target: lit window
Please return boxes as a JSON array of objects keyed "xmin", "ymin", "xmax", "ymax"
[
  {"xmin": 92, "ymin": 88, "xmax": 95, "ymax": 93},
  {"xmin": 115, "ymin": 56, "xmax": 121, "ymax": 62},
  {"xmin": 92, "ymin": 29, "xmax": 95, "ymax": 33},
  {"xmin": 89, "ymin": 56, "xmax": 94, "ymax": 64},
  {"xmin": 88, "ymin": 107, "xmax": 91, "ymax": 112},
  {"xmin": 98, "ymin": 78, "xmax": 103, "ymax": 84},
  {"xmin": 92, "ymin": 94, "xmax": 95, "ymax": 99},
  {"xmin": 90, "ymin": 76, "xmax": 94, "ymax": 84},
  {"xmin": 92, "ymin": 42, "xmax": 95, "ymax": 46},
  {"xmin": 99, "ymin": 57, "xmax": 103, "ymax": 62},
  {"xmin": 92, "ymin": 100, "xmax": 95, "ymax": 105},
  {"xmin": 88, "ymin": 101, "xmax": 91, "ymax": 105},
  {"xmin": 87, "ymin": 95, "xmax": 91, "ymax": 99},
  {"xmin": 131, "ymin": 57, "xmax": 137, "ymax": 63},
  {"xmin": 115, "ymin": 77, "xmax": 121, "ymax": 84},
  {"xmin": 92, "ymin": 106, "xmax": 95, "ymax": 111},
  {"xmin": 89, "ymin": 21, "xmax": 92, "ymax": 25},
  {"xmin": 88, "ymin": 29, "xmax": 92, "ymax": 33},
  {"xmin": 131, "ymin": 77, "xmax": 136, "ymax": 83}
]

※

» **Task item**:
Produce the records once again, exactly as they stand above.

» **Expected output**:
target: lit window
Please return boxes as a JSON array of objects keyed "xmin", "ymin", "xmax", "ymax"
[
  {"xmin": 92, "ymin": 88, "xmax": 95, "ymax": 93},
  {"xmin": 115, "ymin": 56, "xmax": 121, "ymax": 62},
  {"xmin": 92, "ymin": 29, "xmax": 95, "ymax": 33},
  {"xmin": 89, "ymin": 56, "xmax": 94, "ymax": 64},
  {"xmin": 88, "ymin": 107, "xmax": 91, "ymax": 112},
  {"xmin": 98, "ymin": 78, "xmax": 103, "ymax": 84},
  {"xmin": 92, "ymin": 94, "xmax": 95, "ymax": 99},
  {"xmin": 90, "ymin": 76, "xmax": 94, "ymax": 84},
  {"xmin": 92, "ymin": 42, "xmax": 95, "ymax": 46},
  {"xmin": 99, "ymin": 57, "xmax": 103, "ymax": 62},
  {"xmin": 92, "ymin": 100, "xmax": 95, "ymax": 105},
  {"xmin": 88, "ymin": 101, "xmax": 91, "ymax": 105},
  {"xmin": 87, "ymin": 95, "xmax": 91, "ymax": 99},
  {"xmin": 131, "ymin": 57, "xmax": 137, "ymax": 63},
  {"xmin": 115, "ymin": 77, "xmax": 121, "ymax": 84},
  {"xmin": 92, "ymin": 106, "xmax": 95, "ymax": 111},
  {"xmin": 89, "ymin": 21, "xmax": 92, "ymax": 25},
  {"xmin": 88, "ymin": 29, "xmax": 92, "ymax": 33},
  {"xmin": 131, "ymin": 77, "xmax": 136, "ymax": 83}
]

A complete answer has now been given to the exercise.